**THE DATA:**
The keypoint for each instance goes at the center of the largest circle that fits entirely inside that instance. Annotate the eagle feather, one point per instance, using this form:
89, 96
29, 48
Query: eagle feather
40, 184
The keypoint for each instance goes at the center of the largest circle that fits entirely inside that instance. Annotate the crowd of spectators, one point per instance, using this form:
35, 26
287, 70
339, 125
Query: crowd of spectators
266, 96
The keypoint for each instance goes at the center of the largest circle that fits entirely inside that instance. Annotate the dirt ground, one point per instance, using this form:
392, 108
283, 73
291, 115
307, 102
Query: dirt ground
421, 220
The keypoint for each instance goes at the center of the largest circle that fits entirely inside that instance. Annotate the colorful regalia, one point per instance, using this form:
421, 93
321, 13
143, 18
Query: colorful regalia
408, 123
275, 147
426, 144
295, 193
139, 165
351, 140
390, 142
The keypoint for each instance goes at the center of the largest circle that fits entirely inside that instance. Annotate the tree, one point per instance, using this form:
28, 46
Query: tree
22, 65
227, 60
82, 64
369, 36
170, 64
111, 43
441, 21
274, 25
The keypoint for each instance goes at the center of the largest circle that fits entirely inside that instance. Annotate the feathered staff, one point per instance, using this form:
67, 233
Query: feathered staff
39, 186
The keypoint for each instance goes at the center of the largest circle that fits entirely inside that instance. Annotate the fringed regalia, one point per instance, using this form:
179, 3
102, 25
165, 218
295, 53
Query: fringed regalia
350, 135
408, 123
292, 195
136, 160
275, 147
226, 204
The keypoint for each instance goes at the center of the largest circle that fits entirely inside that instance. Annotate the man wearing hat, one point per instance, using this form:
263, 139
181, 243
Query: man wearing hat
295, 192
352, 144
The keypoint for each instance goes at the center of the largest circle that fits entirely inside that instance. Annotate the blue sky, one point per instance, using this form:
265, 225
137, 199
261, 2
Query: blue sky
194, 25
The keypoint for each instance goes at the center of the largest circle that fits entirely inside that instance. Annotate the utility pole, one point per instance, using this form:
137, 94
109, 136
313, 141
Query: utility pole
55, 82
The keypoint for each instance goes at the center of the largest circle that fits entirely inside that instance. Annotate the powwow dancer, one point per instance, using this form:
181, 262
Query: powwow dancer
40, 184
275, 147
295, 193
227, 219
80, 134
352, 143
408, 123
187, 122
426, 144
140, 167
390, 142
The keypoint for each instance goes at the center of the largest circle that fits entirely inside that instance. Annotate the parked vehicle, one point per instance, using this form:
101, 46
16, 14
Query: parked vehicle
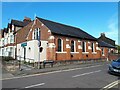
114, 67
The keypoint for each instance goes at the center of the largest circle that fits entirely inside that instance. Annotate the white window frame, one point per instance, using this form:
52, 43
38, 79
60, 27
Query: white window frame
74, 47
62, 51
84, 47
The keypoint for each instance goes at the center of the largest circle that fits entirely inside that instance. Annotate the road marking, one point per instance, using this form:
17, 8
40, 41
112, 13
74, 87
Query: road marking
86, 73
50, 72
111, 85
35, 85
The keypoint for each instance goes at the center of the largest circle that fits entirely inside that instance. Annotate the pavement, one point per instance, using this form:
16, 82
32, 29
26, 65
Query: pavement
91, 75
28, 70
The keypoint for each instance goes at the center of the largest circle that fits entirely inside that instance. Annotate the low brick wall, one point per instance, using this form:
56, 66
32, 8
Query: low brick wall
113, 56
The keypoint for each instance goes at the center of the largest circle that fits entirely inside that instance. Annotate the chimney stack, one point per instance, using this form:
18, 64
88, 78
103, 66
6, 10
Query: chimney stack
27, 19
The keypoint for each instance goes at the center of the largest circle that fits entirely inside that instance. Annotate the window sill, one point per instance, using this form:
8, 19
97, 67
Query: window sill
94, 52
85, 52
61, 52
73, 52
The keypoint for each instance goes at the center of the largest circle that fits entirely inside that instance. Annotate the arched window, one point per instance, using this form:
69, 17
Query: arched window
36, 34
59, 45
72, 46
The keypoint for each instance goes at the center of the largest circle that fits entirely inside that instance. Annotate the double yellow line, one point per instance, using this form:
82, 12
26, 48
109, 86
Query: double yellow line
111, 85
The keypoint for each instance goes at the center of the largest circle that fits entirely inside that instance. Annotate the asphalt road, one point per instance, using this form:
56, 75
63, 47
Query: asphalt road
94, 76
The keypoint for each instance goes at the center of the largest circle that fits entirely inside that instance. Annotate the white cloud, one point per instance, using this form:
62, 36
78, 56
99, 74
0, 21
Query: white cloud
113, 28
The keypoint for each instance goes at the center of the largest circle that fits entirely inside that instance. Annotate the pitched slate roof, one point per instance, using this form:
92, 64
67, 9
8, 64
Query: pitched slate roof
19, 23
104, 44
61, 29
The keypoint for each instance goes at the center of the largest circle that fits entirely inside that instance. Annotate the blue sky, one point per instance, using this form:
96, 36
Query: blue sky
92, 17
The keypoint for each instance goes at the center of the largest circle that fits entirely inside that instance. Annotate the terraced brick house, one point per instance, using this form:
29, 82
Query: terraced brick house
8, 39
59, 42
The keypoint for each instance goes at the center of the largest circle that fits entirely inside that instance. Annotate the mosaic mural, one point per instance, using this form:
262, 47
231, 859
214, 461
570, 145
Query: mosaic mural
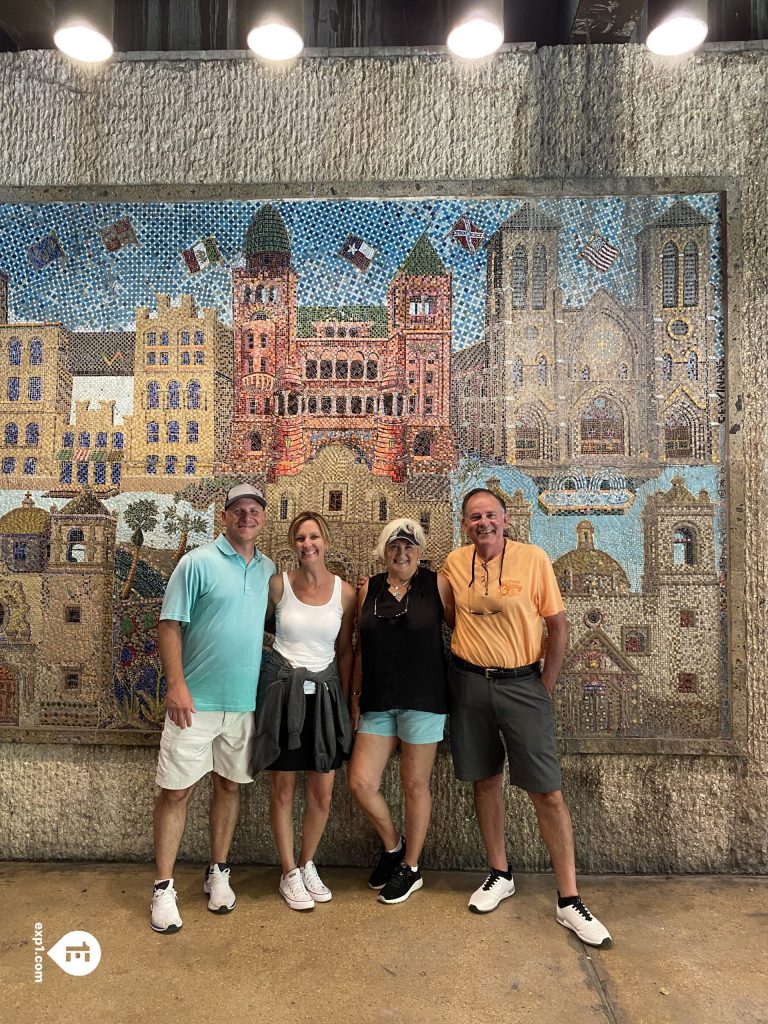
370, 358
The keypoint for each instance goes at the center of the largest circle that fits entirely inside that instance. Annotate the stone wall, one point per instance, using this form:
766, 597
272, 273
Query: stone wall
584, 117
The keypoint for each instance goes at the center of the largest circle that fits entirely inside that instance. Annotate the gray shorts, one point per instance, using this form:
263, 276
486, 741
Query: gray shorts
487, 715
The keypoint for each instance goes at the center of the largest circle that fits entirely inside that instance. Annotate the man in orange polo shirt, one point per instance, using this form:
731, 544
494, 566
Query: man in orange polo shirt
502, 678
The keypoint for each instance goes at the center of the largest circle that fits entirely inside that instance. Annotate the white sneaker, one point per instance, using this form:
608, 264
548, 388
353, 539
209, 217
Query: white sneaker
293, 891
313, 884
588, 928
165, 916
217, 886
492, 892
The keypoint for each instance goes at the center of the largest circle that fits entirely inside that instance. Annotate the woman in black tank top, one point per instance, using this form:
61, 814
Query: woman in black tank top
399, 695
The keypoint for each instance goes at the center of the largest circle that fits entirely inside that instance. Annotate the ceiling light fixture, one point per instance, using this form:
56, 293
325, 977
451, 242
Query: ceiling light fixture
274, 29
478, 28
676, 27
83, 29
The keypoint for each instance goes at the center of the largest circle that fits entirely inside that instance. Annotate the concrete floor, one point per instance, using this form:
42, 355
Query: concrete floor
686, 950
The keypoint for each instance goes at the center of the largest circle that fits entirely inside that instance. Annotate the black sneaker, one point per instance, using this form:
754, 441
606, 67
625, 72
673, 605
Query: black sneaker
403, 882
385, 865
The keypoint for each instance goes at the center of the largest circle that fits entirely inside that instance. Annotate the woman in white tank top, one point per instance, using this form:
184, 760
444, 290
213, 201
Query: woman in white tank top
314, 616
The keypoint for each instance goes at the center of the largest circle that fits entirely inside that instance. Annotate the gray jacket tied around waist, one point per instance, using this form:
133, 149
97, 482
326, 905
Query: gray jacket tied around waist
281, 697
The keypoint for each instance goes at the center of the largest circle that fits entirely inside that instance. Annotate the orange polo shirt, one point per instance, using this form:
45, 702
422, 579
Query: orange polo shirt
527, 592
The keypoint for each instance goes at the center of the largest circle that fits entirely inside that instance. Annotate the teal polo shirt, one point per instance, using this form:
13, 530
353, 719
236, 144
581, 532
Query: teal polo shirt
221, 603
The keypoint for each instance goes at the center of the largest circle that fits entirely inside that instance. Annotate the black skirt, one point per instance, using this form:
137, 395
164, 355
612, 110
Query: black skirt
302, 759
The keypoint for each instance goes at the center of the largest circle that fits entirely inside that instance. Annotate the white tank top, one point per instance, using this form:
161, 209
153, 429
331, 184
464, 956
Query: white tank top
305, 634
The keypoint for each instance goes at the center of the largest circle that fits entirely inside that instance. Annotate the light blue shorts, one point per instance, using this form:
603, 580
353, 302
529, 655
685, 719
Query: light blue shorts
410, 726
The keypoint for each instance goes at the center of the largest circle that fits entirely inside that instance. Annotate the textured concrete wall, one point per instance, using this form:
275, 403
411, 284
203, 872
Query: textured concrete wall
232, 128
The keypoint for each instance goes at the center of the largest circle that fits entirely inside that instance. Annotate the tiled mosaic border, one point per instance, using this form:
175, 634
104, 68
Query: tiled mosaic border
530, 189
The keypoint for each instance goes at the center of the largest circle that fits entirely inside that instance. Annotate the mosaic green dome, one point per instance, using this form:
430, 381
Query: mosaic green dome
267, 233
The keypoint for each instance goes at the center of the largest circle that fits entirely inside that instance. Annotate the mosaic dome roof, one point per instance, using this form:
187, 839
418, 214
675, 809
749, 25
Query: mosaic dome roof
587, 568
266, 233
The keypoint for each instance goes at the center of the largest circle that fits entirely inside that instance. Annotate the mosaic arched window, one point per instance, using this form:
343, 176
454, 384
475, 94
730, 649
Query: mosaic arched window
670, 274
423, 443
690, 274
539, 279
678, 434
684, 548
692, 367
601, 427
528, 436
75, 546
517, 371
542, 370
519, 278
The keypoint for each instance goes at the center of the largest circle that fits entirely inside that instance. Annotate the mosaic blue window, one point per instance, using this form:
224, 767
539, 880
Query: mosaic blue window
519, 278
690, 274
539, 279
670, 274
684, 550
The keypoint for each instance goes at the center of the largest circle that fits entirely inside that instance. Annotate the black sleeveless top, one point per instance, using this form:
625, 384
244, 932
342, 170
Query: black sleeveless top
403, 663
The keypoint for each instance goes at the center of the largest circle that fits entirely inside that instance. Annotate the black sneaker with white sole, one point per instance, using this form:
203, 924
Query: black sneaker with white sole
404, 881
385, 865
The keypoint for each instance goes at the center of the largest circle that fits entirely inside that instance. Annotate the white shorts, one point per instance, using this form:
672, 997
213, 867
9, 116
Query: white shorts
217, 740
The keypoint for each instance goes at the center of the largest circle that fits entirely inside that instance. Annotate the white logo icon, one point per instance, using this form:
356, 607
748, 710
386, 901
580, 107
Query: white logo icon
77, 953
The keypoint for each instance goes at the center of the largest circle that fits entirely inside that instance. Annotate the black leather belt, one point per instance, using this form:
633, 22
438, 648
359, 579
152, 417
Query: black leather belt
524, 670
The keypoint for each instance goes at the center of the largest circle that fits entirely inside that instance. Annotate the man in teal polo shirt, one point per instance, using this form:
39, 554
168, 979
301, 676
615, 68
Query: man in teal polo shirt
210, 636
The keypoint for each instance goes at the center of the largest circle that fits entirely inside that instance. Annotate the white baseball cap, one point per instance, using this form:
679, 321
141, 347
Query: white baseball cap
244, 491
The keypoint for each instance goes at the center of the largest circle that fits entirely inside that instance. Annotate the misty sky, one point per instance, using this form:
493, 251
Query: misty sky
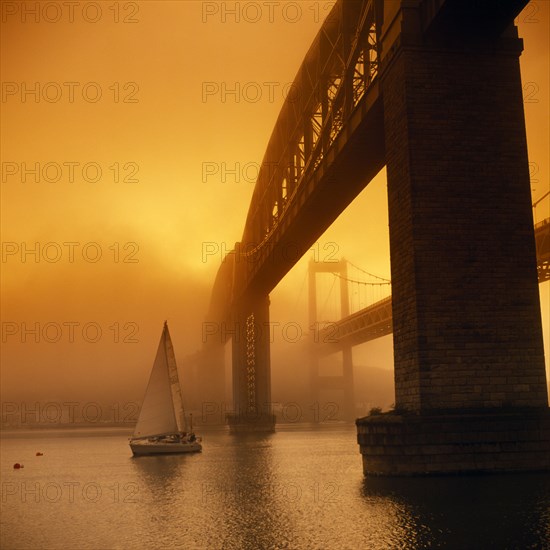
147, 122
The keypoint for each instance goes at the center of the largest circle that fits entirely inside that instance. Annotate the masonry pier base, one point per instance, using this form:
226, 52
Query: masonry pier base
455, 443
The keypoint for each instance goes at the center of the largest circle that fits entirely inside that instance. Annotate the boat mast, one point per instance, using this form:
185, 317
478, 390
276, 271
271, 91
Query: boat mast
174, 380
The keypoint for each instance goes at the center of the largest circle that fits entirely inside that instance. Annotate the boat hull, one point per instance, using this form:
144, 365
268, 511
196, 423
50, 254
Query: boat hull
141, 448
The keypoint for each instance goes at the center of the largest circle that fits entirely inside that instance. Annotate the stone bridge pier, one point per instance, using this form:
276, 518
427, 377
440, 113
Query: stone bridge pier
471, 391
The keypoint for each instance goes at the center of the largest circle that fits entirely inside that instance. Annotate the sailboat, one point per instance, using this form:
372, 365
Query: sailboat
162, 427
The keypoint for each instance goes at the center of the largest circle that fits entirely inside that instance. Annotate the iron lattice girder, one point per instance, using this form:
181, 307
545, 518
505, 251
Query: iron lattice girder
542, 240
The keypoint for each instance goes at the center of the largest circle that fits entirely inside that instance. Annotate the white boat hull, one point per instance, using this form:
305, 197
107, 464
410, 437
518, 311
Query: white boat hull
144, 447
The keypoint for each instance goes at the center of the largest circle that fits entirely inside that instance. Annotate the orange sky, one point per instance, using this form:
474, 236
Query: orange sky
154, 116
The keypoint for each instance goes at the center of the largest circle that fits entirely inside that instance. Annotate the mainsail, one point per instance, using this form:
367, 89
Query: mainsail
162, 408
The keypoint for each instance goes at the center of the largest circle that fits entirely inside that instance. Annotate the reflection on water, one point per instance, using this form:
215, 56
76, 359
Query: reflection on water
293, 489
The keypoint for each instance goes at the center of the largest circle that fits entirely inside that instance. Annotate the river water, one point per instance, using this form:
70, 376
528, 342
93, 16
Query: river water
300, 488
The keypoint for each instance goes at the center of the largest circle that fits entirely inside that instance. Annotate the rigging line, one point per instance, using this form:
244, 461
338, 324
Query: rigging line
367, 273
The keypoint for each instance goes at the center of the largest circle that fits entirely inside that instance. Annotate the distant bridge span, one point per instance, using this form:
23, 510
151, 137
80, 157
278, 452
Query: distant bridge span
431, 89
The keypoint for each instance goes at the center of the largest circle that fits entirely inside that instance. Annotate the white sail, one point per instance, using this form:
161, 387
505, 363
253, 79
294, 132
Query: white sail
158, 414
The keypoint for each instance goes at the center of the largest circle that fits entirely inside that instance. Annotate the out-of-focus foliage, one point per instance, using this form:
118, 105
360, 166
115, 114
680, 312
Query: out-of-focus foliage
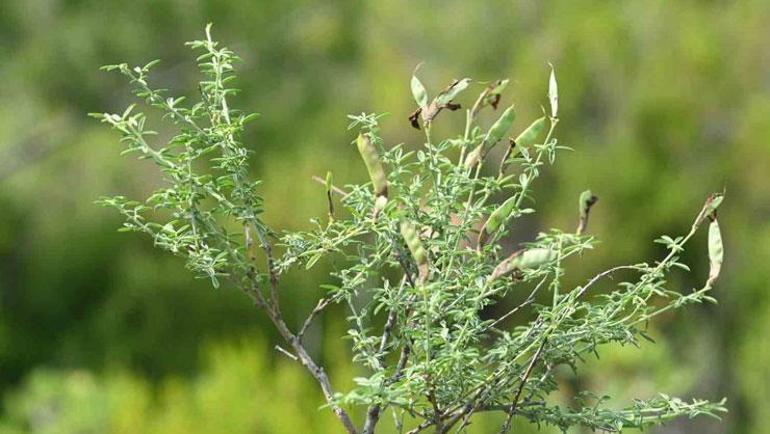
662, 102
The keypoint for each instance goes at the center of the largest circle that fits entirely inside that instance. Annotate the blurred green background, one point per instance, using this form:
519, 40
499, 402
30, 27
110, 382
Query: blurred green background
663, 102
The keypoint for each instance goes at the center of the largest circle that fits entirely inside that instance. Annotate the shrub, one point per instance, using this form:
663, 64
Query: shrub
421, 258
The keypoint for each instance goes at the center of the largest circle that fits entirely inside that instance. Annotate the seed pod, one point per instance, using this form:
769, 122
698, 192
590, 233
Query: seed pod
587, 200
500, 128
553, 94
473, 157
329, 200
418, 92
716, 251
531, 134
379, 204
373, 165
522, 260
416, 248
500, 215
710, 207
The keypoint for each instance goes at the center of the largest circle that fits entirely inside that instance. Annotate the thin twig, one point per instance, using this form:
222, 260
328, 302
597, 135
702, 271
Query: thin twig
335, 189
321, 305
512, 409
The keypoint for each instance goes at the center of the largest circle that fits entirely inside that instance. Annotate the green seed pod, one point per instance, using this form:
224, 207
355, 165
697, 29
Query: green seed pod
500, 215
329, 181
473, 157
501, 127
373, 165
587, 200
418, 92
712, 203
522, 260
531, 134
534, 258
553, 94
379, 204
416, 248
716, 251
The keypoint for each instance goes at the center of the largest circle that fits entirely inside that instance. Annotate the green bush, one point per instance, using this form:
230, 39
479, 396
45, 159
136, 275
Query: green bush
418, 258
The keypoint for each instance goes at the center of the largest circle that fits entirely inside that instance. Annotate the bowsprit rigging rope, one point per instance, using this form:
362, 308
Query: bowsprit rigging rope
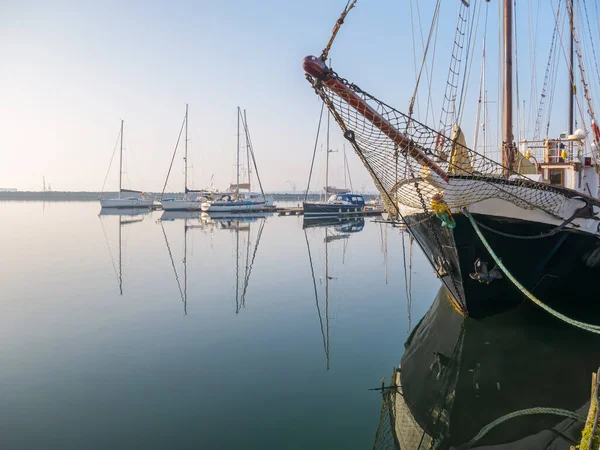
428, 161
312, 164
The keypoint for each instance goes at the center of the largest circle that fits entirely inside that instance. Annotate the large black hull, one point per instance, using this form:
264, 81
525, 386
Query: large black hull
459, 374
560, 269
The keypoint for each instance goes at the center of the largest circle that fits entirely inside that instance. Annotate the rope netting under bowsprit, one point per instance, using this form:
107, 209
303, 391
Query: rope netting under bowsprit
398, 429
410, 162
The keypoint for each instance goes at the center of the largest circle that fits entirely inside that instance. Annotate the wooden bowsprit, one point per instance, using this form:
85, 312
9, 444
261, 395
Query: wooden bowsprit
317, 69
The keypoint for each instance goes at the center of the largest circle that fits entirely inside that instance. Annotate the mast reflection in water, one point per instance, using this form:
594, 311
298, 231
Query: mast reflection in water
458, 375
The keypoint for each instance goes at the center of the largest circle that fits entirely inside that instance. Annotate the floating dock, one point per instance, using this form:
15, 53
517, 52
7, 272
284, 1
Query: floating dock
298, 211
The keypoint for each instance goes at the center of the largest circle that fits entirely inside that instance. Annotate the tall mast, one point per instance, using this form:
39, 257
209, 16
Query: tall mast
185, 157
120, 258
571, 67
508, 153
185, 262
121, 161
327, 158
326, 299
247, 147
238, 157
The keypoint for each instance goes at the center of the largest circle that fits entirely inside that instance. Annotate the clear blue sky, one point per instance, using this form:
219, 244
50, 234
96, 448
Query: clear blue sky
72, 70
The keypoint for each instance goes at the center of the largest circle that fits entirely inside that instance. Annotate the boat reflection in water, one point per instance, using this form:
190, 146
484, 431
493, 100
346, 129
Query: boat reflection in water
246, 244
458, 375
127, 216
343, 224
335, 229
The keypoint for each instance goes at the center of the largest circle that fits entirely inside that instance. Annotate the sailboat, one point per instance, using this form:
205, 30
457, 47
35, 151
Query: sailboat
186, 216
334, 230
235, 200
127, 202
459, 375
188, 203
341, 201
132, 215
483, 224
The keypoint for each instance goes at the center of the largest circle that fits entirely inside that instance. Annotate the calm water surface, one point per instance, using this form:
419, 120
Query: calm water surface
229, 350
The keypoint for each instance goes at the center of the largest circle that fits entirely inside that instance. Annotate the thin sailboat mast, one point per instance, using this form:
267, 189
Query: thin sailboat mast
327, 157
247, 149
185, 258
508, 147
120, 258
185, 189
571, 10
121, 162
326, 299
237, 187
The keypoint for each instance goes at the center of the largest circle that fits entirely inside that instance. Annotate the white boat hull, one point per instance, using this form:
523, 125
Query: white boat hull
181, 205
126, 203
236, 206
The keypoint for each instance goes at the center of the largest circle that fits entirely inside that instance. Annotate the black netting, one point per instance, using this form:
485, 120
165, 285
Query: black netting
411, 162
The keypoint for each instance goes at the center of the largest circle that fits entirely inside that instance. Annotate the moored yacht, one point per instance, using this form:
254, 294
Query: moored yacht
134, 201
337, 204
239, 196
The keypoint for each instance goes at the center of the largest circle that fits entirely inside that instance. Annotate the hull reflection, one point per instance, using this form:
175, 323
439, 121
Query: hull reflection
459, 374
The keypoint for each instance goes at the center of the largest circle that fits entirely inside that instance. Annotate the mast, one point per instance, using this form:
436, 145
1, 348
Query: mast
327, 159
185, 255
247, 148
237, 188
121, 162
508, 151
571, 67
185, 157
120, 259
326, 299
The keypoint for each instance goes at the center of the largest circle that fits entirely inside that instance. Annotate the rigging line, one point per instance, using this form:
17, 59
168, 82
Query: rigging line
172, 262
410, 256
562, 45
251, 148
349, 5
172, 159
414, 41
547, 78
312, 271
468, 62
348, 169
429, 77
111, 160
312, 164
516, 50
591, 39
408, 302
425, 52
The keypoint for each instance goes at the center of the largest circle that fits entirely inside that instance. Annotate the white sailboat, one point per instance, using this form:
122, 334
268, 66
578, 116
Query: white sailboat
125, 202
192, 199
234, 200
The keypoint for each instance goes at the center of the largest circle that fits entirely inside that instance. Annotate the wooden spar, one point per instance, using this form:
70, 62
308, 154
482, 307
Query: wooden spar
318, 70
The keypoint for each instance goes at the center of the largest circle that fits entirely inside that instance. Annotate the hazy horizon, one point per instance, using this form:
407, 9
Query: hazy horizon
72, 73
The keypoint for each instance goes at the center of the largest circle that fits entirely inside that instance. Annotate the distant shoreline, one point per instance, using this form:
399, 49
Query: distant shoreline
58, 196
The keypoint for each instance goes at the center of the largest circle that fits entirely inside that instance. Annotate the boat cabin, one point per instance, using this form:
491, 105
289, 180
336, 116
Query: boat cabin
561, 162
354, 199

**YOUR GOAL:** Return every line from the one holding "white sailboat, one" through the end of the data, exactly as it appears, with both ends kept and nothing else.

**FINAL RESULT:**
The keypoint for each instance goes at the center of the largest circle that fits entirely inside that instance. Annotate the white sailboat, one point per instance, using this form:
122, 334
268, 66
578, 116
Query: white sailboat
125, 202
192, 199
234, 200
The keypoint for each instance goes at the center of the largest circle that fits entirely inside that instance. Annotate the wooden spar, one point per instance, using this form:
70, 62
308, 154
482, 307
Query: wooden spar
318, 70
The keypoint for each instance goes at the center of the largest circle that fits entirely inside that instance. Annotate the hazy horizon, one point per instance, using this form:
407, 9
Query: hazy horizon
72, 73
The keypoint for each instance goes at the center of the largest circle that fits entirely inside that instance. Annotate the distant shoreline, one point per instance, using this form:
399, 49
Query: distant shoreline
58, 196
The keypoint for each instance goes at the center of the largest circle that fits entirely inside that instance. Annotate the boat cabin, one point per instance, using this form:
491, 105
289, 180
336, 116
Query: boat cabin
561, 162
354, 199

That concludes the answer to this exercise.